Texte fourni.
***

Brèves Rapport de l’Unesco : violences en ligne envers les femmes journalistes

Carol Cadwalladr et Maria Ressa, journalistes d’investigation victimes de cyberviolences.

Près de trois femmes journalistes sur quatre dans le monde disent avoir été victimes de violence en ligne. L’Unesco (l’Organisation des Nations unies pour l’éducation, la science et la culture) a publié un rapport sur le sujet. L’enquête a été menée auprès de 901 journalistes originaires de 125 pays.

Des cyberviolences aux formes multiples

Il peut s’agir de messages d’insultes publiés sur les réseaux sociaux, mais aussi des menaces de mort ou de viol, du harcèlement par message privés, la publication des données personnelles de ces journalistes (comme leur adresse, ou le nom de leurs proches), le dénigrement de leur travail en utilisant des « fake news ». Parfois, ces attaques sont coordonnées en « meutes » et, dans certains pays, orchestrées par des agents de l’État dans lequel vivent ces journalistes.

Selon le rapport de l’Unesco, « la violence en ligne contre les femmes journalistes est conçue pour : rabaisser et humilier ; induire la peur, le silence et le retrait ; les discréditer professionnellement […] et refroidir leur participation active (avec celle de leurs sources, leurs collègues et leur auditoire) dans le débat public ».

***

Extraits de données.
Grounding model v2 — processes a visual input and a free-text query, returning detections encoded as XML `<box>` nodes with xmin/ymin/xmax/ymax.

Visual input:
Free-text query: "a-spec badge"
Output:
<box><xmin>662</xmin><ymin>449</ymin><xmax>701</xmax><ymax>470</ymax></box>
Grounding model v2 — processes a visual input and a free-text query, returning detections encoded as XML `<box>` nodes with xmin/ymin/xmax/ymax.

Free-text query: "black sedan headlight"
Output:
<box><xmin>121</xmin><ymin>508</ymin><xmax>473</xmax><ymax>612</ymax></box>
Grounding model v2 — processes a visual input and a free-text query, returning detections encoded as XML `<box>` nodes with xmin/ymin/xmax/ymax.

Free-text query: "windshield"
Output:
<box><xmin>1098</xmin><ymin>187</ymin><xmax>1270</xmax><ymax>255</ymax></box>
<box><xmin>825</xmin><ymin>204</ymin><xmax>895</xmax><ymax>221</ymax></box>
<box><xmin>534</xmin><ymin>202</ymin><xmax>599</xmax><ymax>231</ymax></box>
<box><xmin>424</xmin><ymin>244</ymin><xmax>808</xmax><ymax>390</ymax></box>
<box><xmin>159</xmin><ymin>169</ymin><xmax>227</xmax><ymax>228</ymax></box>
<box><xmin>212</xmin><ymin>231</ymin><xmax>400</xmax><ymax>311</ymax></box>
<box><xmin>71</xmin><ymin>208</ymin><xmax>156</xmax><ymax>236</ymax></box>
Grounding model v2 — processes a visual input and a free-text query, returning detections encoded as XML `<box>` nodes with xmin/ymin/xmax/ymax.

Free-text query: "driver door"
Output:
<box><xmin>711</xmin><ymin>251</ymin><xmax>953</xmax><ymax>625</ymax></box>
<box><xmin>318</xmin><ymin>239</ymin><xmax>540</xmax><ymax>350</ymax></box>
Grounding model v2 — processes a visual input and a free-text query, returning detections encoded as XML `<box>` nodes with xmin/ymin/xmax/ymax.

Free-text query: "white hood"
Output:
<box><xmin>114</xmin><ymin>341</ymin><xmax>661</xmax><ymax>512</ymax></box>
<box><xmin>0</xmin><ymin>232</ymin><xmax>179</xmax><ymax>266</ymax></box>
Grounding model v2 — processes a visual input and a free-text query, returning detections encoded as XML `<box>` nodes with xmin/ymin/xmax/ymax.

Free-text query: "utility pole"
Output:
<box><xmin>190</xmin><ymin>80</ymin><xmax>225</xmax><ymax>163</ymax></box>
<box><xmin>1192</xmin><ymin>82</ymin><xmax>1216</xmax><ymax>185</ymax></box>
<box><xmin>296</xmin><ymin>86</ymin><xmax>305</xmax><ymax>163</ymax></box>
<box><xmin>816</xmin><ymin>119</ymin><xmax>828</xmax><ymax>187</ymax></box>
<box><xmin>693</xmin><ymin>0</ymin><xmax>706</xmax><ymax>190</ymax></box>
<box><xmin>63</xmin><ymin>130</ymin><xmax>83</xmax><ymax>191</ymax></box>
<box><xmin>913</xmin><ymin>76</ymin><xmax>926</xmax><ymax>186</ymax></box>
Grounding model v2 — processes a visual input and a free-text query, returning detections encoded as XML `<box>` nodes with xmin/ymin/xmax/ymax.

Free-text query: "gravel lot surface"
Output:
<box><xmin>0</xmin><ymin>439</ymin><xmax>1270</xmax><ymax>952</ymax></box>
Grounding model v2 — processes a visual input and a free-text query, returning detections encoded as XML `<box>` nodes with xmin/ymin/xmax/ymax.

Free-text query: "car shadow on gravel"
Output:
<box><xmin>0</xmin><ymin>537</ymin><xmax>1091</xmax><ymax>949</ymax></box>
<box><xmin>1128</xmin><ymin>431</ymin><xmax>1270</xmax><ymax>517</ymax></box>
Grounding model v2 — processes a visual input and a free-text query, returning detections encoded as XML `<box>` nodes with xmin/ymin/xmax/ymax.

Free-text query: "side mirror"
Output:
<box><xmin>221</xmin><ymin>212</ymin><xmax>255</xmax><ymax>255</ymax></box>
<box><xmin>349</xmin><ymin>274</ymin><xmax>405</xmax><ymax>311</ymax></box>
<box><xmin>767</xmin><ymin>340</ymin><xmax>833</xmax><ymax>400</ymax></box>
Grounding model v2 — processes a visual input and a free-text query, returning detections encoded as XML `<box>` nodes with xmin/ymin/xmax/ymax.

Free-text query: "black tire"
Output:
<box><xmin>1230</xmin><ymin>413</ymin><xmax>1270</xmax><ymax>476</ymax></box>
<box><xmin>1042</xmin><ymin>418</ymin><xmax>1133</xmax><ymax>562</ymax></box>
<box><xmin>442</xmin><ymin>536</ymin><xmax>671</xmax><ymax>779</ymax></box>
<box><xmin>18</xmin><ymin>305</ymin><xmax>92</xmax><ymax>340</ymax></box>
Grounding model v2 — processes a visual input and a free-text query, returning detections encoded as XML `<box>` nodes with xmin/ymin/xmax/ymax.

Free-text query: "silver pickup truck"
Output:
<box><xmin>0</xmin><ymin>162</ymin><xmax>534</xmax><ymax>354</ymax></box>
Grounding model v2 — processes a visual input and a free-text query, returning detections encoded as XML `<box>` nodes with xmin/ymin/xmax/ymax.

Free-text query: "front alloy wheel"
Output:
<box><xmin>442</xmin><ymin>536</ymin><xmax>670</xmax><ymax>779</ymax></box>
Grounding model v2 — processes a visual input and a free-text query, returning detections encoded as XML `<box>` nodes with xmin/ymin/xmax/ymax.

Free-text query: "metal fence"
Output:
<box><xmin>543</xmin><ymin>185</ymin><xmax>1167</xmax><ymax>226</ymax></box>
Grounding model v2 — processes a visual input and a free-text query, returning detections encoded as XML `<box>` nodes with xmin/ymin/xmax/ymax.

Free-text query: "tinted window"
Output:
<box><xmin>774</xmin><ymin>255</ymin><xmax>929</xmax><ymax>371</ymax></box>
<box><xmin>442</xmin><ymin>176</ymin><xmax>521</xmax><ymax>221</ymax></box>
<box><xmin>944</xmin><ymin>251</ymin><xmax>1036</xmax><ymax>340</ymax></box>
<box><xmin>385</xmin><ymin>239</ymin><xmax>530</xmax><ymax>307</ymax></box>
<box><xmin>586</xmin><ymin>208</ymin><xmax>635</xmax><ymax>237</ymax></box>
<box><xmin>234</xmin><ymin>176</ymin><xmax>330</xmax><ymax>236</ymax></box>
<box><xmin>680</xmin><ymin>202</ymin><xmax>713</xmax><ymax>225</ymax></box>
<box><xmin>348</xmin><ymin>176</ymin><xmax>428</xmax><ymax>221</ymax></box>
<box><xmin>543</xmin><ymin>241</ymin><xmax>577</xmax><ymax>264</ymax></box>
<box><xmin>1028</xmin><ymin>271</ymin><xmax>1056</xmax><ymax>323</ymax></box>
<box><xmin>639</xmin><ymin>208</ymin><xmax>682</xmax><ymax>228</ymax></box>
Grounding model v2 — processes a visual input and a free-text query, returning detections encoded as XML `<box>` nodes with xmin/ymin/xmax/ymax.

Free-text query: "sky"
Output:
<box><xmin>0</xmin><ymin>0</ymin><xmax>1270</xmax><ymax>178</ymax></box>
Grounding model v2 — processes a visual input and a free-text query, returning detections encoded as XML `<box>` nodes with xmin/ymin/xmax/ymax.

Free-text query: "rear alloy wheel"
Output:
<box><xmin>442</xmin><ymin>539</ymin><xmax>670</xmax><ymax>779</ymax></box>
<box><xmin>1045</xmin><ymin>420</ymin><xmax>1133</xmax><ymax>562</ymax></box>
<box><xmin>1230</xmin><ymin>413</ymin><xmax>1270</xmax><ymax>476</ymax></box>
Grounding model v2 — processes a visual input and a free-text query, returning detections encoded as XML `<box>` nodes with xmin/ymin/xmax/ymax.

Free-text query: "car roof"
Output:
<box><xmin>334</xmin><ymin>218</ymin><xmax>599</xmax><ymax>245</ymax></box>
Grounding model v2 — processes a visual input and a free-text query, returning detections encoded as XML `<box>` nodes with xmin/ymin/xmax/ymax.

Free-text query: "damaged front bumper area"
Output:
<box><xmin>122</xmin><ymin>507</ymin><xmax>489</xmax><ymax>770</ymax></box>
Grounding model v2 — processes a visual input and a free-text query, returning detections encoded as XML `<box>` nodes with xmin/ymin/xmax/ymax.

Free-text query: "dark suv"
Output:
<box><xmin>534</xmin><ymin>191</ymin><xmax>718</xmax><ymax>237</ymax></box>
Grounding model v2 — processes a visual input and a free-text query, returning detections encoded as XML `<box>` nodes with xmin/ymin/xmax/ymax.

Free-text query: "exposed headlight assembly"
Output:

***

Continuez le texte sur les violences en ligne subies par les femmes journalistes, juste après sa dernière phrase.

2,5 millions de messages Facebook et Twitter analysés

Les messages reçus sur Facebook et Twitter par deux journalistes d’investigation ont été épluchés et analysés par les auteurs du rapport, sur une période de cinq ans. La Britannique Carol Cadwalladr et l’Américano-philippine Maria Ressa, lauréate 2021 du Prix mondial de la liberté de la presse, ont subi toutes les deux un dénigrement de leur travail, du harcèlement en ligne, des insultes à caractère sexiste (21% des messages pour Cadwalladr, 34% pour Ressa). Il est arrivé que Maria Ressa reçoive 90 messages haineux par heure sur Facebook. Sur les 10 000 messages d’insultes reçus par Carol Cadwalladr sur Twitter, près de la moitié étaient à caractère sexiste ou misogyne.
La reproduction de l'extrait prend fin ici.